■ **The request**: Copy out, word for word, the lines of the records below from the one containing "like [(228, 122)]." through the one containing "[(450, 213), (375, 156)]", including both of those lines.

■ **Excerpted records**:
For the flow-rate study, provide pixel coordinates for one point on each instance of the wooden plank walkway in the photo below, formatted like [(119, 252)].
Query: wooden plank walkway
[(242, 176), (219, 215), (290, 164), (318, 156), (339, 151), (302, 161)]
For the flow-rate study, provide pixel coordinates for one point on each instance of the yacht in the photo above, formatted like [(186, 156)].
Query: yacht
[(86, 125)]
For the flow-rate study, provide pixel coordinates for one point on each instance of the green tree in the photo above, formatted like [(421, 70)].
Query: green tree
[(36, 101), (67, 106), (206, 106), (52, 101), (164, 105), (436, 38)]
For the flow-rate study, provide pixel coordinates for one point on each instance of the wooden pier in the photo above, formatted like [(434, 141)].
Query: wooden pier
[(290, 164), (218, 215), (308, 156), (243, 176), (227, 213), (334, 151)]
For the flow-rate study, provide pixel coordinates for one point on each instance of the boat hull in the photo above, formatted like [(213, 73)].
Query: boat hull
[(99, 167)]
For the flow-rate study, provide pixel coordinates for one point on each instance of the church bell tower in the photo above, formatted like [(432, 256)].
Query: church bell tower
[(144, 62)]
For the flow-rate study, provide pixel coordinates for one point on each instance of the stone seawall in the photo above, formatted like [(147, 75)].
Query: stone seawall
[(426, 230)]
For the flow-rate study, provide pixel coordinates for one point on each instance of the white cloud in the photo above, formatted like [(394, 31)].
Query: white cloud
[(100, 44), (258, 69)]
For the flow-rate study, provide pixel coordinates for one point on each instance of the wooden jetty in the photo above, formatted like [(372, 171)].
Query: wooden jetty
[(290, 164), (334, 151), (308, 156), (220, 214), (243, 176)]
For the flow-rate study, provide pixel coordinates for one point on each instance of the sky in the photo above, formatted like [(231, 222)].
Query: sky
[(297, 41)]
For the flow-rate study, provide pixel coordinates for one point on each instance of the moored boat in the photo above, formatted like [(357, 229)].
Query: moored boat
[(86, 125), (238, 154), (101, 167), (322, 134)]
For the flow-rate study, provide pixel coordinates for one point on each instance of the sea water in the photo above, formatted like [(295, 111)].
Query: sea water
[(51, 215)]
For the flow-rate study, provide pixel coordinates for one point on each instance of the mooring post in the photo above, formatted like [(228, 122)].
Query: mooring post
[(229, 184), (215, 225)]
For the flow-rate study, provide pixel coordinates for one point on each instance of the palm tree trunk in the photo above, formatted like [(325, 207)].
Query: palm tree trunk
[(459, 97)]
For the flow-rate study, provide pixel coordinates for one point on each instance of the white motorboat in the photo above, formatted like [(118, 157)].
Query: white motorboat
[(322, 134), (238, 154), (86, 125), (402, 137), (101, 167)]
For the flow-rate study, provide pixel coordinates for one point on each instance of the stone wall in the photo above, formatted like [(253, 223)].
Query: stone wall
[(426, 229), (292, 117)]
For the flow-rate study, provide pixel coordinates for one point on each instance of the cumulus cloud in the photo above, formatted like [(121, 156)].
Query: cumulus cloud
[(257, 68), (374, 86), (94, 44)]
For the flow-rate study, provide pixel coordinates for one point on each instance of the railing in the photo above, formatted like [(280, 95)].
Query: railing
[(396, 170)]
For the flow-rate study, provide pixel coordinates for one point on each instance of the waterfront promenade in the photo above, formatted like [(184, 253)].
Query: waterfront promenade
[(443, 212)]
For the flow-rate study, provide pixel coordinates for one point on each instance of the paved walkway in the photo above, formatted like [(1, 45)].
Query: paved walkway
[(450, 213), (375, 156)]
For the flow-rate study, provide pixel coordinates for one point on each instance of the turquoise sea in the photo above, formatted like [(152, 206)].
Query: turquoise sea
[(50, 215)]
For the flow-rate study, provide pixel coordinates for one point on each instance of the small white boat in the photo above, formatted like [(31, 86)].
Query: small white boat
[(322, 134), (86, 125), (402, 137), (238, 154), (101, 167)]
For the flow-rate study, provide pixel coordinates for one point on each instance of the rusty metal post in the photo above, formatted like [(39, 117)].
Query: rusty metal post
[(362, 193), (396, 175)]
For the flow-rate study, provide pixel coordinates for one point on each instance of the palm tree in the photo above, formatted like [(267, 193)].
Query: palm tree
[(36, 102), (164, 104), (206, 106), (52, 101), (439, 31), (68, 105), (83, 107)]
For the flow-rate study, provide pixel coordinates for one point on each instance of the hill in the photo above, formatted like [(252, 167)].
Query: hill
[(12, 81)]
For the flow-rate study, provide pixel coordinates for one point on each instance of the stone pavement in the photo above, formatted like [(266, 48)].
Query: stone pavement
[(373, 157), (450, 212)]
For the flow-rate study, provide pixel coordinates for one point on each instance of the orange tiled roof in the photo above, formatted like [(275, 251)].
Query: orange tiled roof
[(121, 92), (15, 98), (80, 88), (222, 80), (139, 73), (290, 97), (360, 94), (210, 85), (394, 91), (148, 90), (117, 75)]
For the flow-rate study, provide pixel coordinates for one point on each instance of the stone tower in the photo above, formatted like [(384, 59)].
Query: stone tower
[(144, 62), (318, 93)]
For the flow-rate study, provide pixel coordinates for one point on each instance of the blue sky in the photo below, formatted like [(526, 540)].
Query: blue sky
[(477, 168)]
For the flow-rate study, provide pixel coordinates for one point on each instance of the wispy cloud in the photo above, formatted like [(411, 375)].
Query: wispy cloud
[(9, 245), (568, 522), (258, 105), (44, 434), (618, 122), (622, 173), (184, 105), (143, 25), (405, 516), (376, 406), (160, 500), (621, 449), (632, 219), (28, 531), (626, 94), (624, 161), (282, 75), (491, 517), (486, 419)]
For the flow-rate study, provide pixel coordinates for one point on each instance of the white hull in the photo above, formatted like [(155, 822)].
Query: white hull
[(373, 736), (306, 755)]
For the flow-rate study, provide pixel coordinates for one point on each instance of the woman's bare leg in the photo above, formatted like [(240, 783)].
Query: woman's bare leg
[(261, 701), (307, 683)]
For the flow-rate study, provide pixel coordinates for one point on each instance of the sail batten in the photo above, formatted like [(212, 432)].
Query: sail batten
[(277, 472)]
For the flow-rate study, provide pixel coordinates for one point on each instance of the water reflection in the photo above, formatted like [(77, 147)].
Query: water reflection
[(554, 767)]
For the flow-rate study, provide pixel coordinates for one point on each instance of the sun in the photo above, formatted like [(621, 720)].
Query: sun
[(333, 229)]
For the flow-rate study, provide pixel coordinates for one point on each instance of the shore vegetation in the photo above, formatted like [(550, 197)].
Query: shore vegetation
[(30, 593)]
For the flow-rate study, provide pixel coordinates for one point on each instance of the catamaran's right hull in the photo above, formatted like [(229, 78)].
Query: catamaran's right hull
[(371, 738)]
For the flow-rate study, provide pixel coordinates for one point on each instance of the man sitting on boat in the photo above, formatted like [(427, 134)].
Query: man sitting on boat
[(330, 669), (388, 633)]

■ **Exercise response**:
For the flow-rate study, provide pixel coordinates for one point on each instance of the mooring post in the photo above, formatted like [(228, 122)].
Query: mooring post
[(229, 184), (215, 225)]
For the flow-rate study, provide pixel coordinates for one point on each instance of the palm tree trunk in the photo above, formatted like [(325, 207)].
Query: palm tree trunk
[(459, 97)]
For the flow-rate study, provide pixel coordinates for one point on each instance of the white motorboat in the photo above, formatted like [(118, 157)].
Query: white motorboat
[(322, 134), (238, 154), (86, 125), (402, 137), (101, 167)]
For the flow-rate study, provide pixel coordinates for one point on each instance of the stone wall in the photo above, formatted like [(253, 223)].
Query: stone wall
[(426, 229), (292, 117)]
For the flow-rate study, provide pixel coordinates for one point on each instance of the cumulus cloud in the photo above, formatted like [(121, 156)].
Query: cumulus cloud
[(257, 68), (374, 86), (94, 44)]
For the flow-rate study, provide pixel coordinates for one point on each instance of the railing in the photo above, formatted like [(280, 95)].
Query: railing
[(396, 170)]
For the flow-rate study, provide pixel coordinates for one point on each instance of the waterfront promenade in the photo above, formatted like [(184, 253)].
Query: waterfront promenade
[(443, 212)]
For the flow-rate study, provide pixel coordinates for one point on each instance of the paved walkway in the photo above, formatted like [(1, 45)].
Query: paved walkway
[(450, 213), (375, 156)]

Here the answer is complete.